Stored data:
==========
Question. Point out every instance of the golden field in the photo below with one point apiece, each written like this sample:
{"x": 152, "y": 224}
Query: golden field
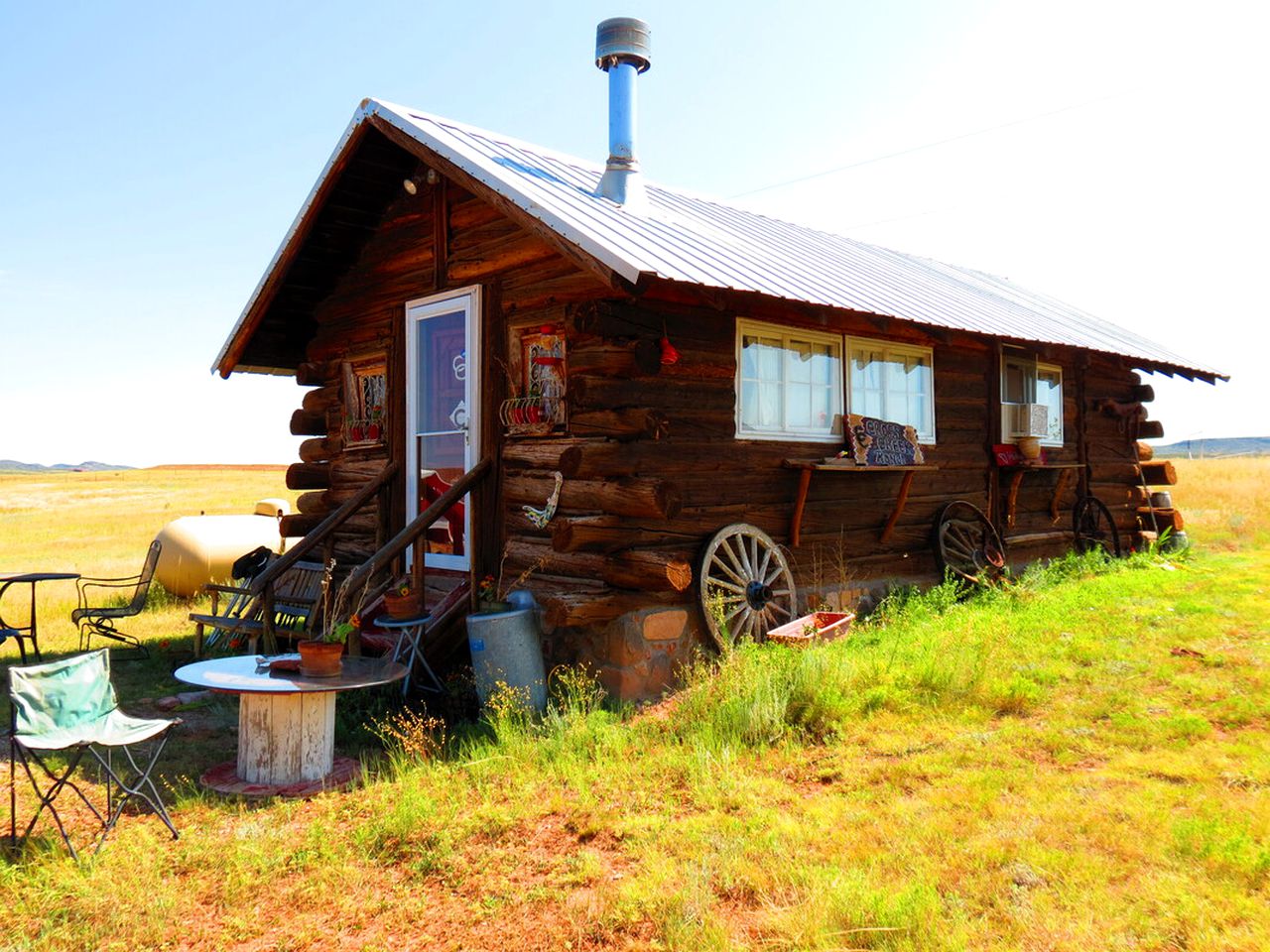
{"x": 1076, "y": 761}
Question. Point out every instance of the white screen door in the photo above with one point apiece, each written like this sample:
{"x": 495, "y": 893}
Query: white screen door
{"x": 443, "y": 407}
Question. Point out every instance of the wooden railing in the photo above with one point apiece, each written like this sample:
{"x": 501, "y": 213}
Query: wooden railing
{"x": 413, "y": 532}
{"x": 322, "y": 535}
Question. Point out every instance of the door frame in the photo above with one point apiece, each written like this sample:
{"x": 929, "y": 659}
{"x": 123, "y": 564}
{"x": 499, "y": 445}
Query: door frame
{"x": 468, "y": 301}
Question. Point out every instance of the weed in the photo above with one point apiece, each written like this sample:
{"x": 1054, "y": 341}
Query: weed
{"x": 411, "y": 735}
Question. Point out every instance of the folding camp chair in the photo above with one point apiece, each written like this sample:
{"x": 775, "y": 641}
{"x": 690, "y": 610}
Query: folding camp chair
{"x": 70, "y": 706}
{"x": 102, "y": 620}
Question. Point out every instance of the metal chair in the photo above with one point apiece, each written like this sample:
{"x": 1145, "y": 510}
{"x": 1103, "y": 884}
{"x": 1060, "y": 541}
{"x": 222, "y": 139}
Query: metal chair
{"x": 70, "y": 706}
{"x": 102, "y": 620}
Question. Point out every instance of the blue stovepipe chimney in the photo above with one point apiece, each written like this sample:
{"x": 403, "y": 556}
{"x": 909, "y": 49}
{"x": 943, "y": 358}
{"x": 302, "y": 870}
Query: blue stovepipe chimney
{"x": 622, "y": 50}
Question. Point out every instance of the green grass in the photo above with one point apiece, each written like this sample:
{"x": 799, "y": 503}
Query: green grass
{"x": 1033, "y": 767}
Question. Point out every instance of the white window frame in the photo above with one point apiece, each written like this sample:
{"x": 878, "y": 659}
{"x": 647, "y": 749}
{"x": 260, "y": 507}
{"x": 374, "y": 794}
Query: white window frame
==========
• **YOUR ASSIGNMENT**: Reproduce all of the data exactly; the pictures do not belong in the copy.

• **RESULT OF THIS TASK**:
Question. Point out every instance of the golden field in the photo below with one point apiece, each written like this sample:
{"x": 152, "y": 224}
Query: golden field
{"x": 1076, "y": 761}
Question. Point out every instance of the white screen door in the photo above with one point apiece, each written like this sample:
{"x": 495, "y": 893}
Query: white screen door
{"x": 443, "y": 407}
Question. Point out every instance of the wooden railing in the photo above with one point apiece, each written like this sample:
{"x": 501, "y": 213}
Query: wooden railing
{"x": 413, "y": 532}
{"x": 322, "y": 535}
Question. Point out every instance of the door frame in the photo above with one point apiece, each written like this sample:
{"x": 929, "y": 659}
{"x": 123, "y": 564}
{"x": 499, "y": 445}
Query: door frame
{"x": 468, "y": 301}
Question. Point out every instance of the weed in the photo above with one point apiece, each written like this sample:
{"x": 1054, "y": 341}
Query: weed
{"x": 411, "y": 735}
Question. Point out every instance of the folding camp chair in the photo above with one point apiece, each written like this sample:
{"x": 775, "y": 641}
{"x": 690, "y": 610}
Query: folding camp chair
{"x": 70, "y": 706}
{"x": 102, "y": 620}
Question. Point out every instance of the metal chair in the photo above with one point apiece, each written like this sample:
{"x": 1145, "y": 510}
{"x": 1103, "y": 884}
{"x": 1060, "y": 541}
{"x": 222, "y": 139}
Query: metal chair
{"x": 70, "y": 706}
{"x": 102, "y": 620}
Question. Point out every instance of the blue stovepipe chimney in the photo above with one point apiece, each written like this sample:
{"x": 403, "y": 556}
{"x": 909, "y": 49}
{"x": 943, "y": 358}
{"x": 302, "y": 870}
Query: blue stovepipe chimney
{"x": 622, "y": 50}
Question. Point out every instance of the green grass in the photo above with one point apiece, each written like this sample:
{"x": 799, "y": 503}
Query: green grass
{"x": 1033, "y": 767}
Question. Point out every instance of the white window frame in the photo above with one point apiece, each written like this sample:
{"x": 878, "y": 659}
{"x": 647, "y": 749}
{"x": 260, "y": 507}
{"x": 374, "y": 794}
Query: white window frame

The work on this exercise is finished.